● **What the task requires**
Reproduce the entries exactly.

>> Begin Information shown

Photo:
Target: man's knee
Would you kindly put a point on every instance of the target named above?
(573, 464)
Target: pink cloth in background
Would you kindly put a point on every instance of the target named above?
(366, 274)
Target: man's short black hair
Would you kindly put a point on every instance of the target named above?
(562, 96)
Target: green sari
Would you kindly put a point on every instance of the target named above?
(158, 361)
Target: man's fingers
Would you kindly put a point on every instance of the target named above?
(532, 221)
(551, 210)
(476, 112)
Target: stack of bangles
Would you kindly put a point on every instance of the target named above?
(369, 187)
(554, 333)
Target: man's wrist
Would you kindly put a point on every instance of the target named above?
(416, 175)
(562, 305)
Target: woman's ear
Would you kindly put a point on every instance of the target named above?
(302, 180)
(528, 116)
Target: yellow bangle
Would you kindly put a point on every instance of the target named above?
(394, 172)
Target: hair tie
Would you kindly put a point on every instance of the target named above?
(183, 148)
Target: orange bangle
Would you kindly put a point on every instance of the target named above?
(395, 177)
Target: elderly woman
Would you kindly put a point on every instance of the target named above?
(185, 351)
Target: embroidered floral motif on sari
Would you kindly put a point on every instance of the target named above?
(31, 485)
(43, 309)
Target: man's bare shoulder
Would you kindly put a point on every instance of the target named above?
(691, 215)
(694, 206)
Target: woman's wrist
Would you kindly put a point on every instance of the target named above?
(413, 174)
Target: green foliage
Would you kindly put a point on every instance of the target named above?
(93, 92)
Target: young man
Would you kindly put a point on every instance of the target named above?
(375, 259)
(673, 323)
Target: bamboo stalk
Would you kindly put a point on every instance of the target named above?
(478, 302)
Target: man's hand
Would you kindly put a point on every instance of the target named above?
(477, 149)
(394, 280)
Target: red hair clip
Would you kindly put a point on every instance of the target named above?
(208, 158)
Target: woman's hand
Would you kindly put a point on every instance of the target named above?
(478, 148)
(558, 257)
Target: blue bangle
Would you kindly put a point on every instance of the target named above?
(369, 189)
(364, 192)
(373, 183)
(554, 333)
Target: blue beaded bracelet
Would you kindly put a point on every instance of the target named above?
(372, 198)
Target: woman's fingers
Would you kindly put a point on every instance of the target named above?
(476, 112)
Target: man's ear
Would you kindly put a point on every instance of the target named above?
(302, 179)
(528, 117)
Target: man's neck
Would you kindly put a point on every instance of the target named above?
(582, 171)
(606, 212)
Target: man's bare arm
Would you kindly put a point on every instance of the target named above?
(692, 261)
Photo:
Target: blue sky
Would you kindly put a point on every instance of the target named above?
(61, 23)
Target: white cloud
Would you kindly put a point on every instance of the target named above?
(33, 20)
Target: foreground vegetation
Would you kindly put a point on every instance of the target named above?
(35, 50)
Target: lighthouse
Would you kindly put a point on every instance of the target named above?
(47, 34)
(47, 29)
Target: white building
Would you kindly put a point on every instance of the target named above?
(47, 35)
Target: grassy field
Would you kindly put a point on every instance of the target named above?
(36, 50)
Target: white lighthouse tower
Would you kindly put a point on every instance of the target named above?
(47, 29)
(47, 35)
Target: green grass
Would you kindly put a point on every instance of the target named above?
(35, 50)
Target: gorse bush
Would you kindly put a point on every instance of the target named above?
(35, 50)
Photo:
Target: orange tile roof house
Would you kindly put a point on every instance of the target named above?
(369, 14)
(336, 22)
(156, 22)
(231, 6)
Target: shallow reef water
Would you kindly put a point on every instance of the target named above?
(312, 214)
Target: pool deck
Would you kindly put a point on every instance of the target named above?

>> End Information shown

● **Exercise solution**
Photo:
Target: man's knee
Would you kindly put a point on every instance of the target named above?
(573, 464)
Target: pink cloth in background
Would you kindly put a point on every instance of the target named above?
(366, 274)
Target: man's short black hair
Would you kindly put a point on every instance of the target named above?
(562, 96)
Target: green sari
Would you kindly put a point on every instance of the target named above?
(158, 361)
Target: man's fingers
Would you kindly put a point on every instance of the target named above?
(532, 221)
(551, 210)
(476, 112)
Target: stack of bangles
Would you kindly put a point on every instance of the target named above?
(369, 187)
(554, 333)
Target: man's wrist
Would you kindly put a point on every instance of the target named above?
(416, 175)
(562, 305)
Target: woman's ear
Would you kindly put a point on every instance of the target named above?
(302, 180)
(528, 116)
Target: yellow bangle
Would you kindly put a point on every instance of the target named above?
(394, 172)
Target: hair tie
Would you kindly put a point on every instance of the target named above?
(183, 148)
Target: orange bangle
Would you kindly put a point on every instance of the target named above?
(395, 177)
Target: elderly woman
Would you kindly put a point on every instance of the target named above?
(185, 351)
Target: embroidered floral motif on sari
Would you kindly put a point on every instance of the target named above?
(31, 485)
(43, 309)
Target: man's bare shoulder
Would you kindly put a point on every instance of the target named above?
(691, 215)
(694, 206)
Target: woman's wrist
Would you kindly put a point on every instance of the target named above?
(413, 174)
Target: green foliage
Would you kindly put a point on every instance of the target named above?
(93, 92)
Target: young man
Would you kindly put a point on every instance of the target named above?
(375, 259)
(673, 323)
Target: bamboo stalk
Would you kindly put a point on every instance of the target named above?
(478, 302)
Target: man's hand
Would you kindly put a point on every instance of the target named above?
(477, 149)
(394, 280)
Target: red hair clip
Would you kindly put a point on every instance of the target named above?
(208, 158)
Target: woman's hand
Would you kindly put a point on every instance of the target named above?
(478, 148)
(558, 257)
Target: blue bangle
Would you kindly put a point on every instance of the target named above?
(369, 189)
(364, 192)
(373, 183)
(554, 333)
Target: blue beaded bracelet
Would you kindly put a point on every instance of the target named above?
(372, 198)
Target: woman's fingers
Would you kindly put a point on every instance of the target named above?
(476, 112)
Target: man's ear
Would you kindly put a point on every instance of the target named above?
(302, 179)
(528, 117)
Target: man's neck
Would you kindly put a point on every instance of the target named above?
(582, 171)
(606, 212)
Target: man's bare arm
Would you kindly put a point on every instance of the target named above?
(692, 261)
Photo:
Target: blue sky
Would you kindly put a point on every instance of the target named above?
(61, 23)
Target: white cloud
Would you kindly put a point on every instance of the target named above?
(33, 20)
Target: foreground vegetation
Would you kindly put a point on every instance of the target named above?
(35, 50)
Target: lighthouse
Would you kindly put a point on every instance of the target named above?
(47, 34)
(47, 29)
Target: white building
Would you kindly put a point on every instance of the target named above?
(47, 35)
Target: grassy field
Would you kindly put a point on every instance of the target named above?
(36, 50)
Target: white lighthouse tower
Would you kindly put a point on every instance of the target named above?
(47, 29)
(47, 35)
Target: green grass
Would you kindly put a point on every instance of the target named above?
(35, 50)
Target: gorse bush
Would you kindly put a point on every instance of the target named above?
(35, 50)
Photo:
Target: orange tile roof house
Would you kindly put a point on every instance of the target named above?
(369, 14)
(336, 22)
(156, 22)
(231, 6)
Target: shallow reef water
Would you kindly put a point on every instance of the target named above?
(312, 214)
Target: pool deck
Would you kindly put a point on every instance of the target named above?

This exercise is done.